#### DIRECTIONS FOR THIS TASK
Give back all the data exactly, line by line.
══ DATASET ══
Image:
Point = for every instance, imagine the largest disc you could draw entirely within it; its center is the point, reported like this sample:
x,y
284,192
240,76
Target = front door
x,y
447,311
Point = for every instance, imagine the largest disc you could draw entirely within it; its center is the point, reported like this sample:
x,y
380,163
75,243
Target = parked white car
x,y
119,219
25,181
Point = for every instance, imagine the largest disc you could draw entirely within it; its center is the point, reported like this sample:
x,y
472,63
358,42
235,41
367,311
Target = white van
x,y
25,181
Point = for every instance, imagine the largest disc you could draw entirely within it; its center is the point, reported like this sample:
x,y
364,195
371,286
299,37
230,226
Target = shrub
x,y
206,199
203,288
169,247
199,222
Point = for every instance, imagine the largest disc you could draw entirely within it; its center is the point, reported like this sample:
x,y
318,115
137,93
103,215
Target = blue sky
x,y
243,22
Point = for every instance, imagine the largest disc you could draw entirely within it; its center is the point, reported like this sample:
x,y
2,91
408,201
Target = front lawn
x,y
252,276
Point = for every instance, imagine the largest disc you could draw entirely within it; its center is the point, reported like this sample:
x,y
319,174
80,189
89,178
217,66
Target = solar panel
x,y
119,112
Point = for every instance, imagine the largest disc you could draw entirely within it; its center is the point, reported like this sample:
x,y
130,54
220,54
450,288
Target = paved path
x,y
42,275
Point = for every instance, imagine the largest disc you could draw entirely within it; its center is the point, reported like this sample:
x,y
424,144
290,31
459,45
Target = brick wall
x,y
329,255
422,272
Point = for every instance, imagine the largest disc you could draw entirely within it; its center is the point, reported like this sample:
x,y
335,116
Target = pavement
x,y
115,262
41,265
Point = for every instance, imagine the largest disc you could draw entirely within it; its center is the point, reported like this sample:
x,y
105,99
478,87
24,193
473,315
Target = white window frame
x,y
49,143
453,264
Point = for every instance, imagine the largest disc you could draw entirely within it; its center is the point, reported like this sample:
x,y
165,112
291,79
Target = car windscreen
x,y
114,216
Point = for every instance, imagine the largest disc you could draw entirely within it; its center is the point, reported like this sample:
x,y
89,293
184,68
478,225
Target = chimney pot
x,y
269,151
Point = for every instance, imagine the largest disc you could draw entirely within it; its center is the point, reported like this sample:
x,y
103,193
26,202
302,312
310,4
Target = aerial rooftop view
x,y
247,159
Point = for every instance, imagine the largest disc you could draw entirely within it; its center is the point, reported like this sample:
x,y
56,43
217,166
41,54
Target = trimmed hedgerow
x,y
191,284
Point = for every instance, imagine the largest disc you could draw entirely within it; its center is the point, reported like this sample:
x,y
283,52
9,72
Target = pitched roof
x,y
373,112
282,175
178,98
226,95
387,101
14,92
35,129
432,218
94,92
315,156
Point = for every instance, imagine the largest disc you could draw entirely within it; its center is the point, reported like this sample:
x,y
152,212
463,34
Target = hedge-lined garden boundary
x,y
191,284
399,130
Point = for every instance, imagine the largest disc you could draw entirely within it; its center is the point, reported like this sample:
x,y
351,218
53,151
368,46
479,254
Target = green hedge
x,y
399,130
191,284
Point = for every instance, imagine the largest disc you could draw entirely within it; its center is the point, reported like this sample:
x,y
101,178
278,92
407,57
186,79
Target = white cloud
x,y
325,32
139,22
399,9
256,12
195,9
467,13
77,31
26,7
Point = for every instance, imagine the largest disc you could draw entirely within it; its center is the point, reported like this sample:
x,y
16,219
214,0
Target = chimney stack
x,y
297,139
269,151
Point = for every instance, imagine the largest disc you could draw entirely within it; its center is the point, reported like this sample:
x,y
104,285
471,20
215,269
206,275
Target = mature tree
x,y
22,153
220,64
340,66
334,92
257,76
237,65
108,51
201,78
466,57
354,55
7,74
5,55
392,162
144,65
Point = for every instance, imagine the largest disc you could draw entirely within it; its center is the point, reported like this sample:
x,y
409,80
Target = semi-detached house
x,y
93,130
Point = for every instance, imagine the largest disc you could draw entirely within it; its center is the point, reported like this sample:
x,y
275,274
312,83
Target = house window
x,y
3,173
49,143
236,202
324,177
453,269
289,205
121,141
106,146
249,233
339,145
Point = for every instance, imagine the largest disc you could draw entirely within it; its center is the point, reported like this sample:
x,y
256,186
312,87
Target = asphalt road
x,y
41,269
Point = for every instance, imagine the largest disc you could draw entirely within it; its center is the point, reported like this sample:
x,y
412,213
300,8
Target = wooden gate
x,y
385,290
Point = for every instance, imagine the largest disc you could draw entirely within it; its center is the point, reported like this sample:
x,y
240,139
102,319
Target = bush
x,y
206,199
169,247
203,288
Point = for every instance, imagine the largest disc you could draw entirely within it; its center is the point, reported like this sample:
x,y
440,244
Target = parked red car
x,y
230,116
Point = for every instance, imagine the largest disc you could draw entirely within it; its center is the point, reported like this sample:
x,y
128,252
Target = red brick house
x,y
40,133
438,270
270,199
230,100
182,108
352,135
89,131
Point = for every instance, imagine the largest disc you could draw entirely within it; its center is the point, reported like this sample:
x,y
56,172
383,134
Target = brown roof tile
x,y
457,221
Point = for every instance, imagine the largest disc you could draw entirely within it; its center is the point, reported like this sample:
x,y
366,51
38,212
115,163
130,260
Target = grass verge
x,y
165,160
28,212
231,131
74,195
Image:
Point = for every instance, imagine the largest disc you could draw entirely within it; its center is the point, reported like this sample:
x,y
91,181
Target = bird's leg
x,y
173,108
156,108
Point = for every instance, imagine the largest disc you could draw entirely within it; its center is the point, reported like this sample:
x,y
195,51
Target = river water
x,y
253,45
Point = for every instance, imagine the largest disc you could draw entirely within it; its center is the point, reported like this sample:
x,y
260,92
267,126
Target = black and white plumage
═══
#### REPLY TO THE TASK
Image:
Point = for every instance, imagine the largest disc you could draw entirely within it; its center is the point, reported like this sample:
x,y
284,192
240,76
Target = front door
x,y
447,311
Point = for every instance, imagine the largest disc you could draw entirely within it; its center is the point, reported like this sample:
x,y
380,163
75,243
Target = parked white car
x,y
119,219
25,181
Point = for every instance, imagine the largest disc you could draw entirely within it; its center is the point, reported like this sample:
x,y
472,63
358,42
235,41
367,311
Target = white van
x,y
25,181
Point = for every instance, imagine the largest disc you could draw entirely within it; its center is the point, reported like this sample:
x,y
364,195
371,286
299,37
230,226
Target = shrub
x,y
206,199
203,288
169,247
199,222
Point = for every instance, imagine the largest disc you could draw entirely within it; its center is the point, reported like this sample:
x,y
318,115
137,93
103,215
Target = blue sky
x,y
243,22
Point = for every instance, imagine the largest disc you could draw entirely within it; its center is the point, reported like this sample:
x,y
2,91
408,201
Target = front lawn
x,y
252,276
Point = for every instance, imagine the largest disc you could draw entirely within it; its center is the point, reported like this sample:
x,y
319,174
80,189
89,178
217,66
Target = solar panel
x,y
119,112
Point = for every instance, imagine the largest disc you could draw entirely within it; its center is the point, reported like this sample:
x,y
130,54
220,54
450,288
Target = paved path
x,y
42,275
Point = for every instance, imagine the largest disc you could draw entirely within it; its center is the point, reported like this sample:
x,y
424,144
290,31
459,45
Target = brick wall
x,y
329,255
422,272
Point = for every instance, imagine the largest disc you could draw entirely within it; its center is the point, reported like this sample:
x,y
335,116
Target = pavement
x,y
115,262
41,265
Point = for every instance, imagine the largest disc you could draw entirely within it; its center is the point, reported like this sample:
x,y
105,99
478,87
24,193
473,315
Target = white window frame
x,y
49,143
453,264
Point = for every instance, imagine the largest disc you could draw entirely within it; its center is the point, reported like this sample:
x,y
165,112
291,79
Target = car windscreen
x,y
114,216
Point = for every instance, imagine the largest disc you could draw entirely within it; its center is the point, reported like this sample:
x,y
89,293
184,68
478,225
Target = chimney pot
x,y
269,151
Point = for every instance, imagine the largest disc you could draw entirely within it; its center is the point, reported like this sample:
x,y
103,193
26,202
302,312
310,4
Target = aerial rooftop view
x,y
247,159
Point = for every instance, imagine the largest disc you could draw entirely within it; its center is the point, reported like this sample:
x,y
56,43
217,166
41,54
Target = trimmed hedgerow
x,y
191,284
Point = for every instance, imagine the largest disc you could draw entirely within it; its center is the point, reported like this sample:
x,y
283,52
9,72
Target = pitched roof
x,y
373,112
282,175
178,98
226,95
387,101
14,92
35,129
432,218
94,92
315,156
Point = for every instance, imagine the largest disc you could draw entirely within it; its center is the point, reported like this sample:
x,y
152,212
463,34
Target = hedge-lined garden boundary
x,y
191,284
399,130
Point = for every instance, imagine the largest disc you could draw entirely within it; its center is the point, reported like this sample:
x,y
351,218
53,151
368,46
479,254
Target = green hedge
x,y
399,130
191,284
Point = for every instance, imagine the largest disc you could draw entirely within it; its center is the point, reported like this sample:
x,y
101,178
278,92
407,57
186,79
Target = white cloud
x,y
325,32
139,22
399,9
256,12
195,9
467,13
77,31
26,7
Point = for every instance, imagine the largest disc you could draw entirely within it; its center is the point, reported like this sample:
x,y
16,219
214,0
Target = chimney stack
x,y
297,139
269,151
Point = for every instance, imagine the largest disc you could draw entirely within it; its center is the point, reported like this sample:
x,y
104,285
471,20
215,269
206,275
Target = mature tree
x,y
22,153
220,64
340,66
334,92
257,76
237,65
108,51
201,78
466,57
354,55
7,74
5,55
392,162
144,65
Point = for every instance, imagine the largest disc you could draw entirely within it; its center is the point, reported like this sample:
x,y
409,80
Target = semi-detached house
x,y
93,130
Point = for every instance, imagine the largest disc you could draw entirely within it; its center is the point, reported like this sample:
x,y
275,274
312,83
Target = house window
x,y
3,173
49,143
236,202
324,177
453,269
289,205
121,141
106,146
249,233
339,145
Point = for every instance, imagine the largest disc you could draw entirely within it; its center is the point, reported like this sample:
x,y
256,186
312,87
Target = asphalt road
x,y
41,269
Point = for every instance, imagine the largest disc you could draw entirely within it; its center is the point, reported like this sample:
x,y
412,213
300,8
Target = wooden gate
x,y
385,290
Point = for every instance, imagine the largest disc you could draw entirely within it; its center is the point, reported like this sample:
x,y
240,139
102,319
Target = bush
x,y
206,199
169,247
203,288
Point = for every instance, imagine the largest disc you could draw entirely within it; its center is the point, reported like this sample:
x,y
440,244
Target = parked red car
x,y
230,116
Point = for every instance, imagine the largest disc you could draw entirely within it; its center is the point, reported like this sample:
x,y
128,252
Target = red brick house
x,y
40,133
438,270
270,199
230,100
182,108
352,135
89,131
Point = for every instance, imagine the largest disc you could draw entirely within it; its center is the point, reported like this sample:
x,y
56,172
383,134
Target = brown roof tile
x,y
457,221
Point = for every instance, imagine the largest disc you could draw entirely within it; its center is the point, reported like this sample:
x,y
366,51
38,212
115,163
130,260
Target = grass verge
x,y
165,160
28,212
231,131
74,195
Image:
Point = for every instance, imagine the largest disc you could draw entirely within it; its center is the point, reported like this sample:
x,y
91,181
Target = bird's leg
x,y
173,108
156,108
Point = for every instance, imagine the largest disc you could draw entirely within it; its center is the point, reported like this sample:
x,y
195,51
Target = river water
x,y
253,45
Point = for every instance, imagine the largest disc you could draw entirely within it; its center is the point, reported like this sample:
x,y
260,92
267,126
Target = black and white plumage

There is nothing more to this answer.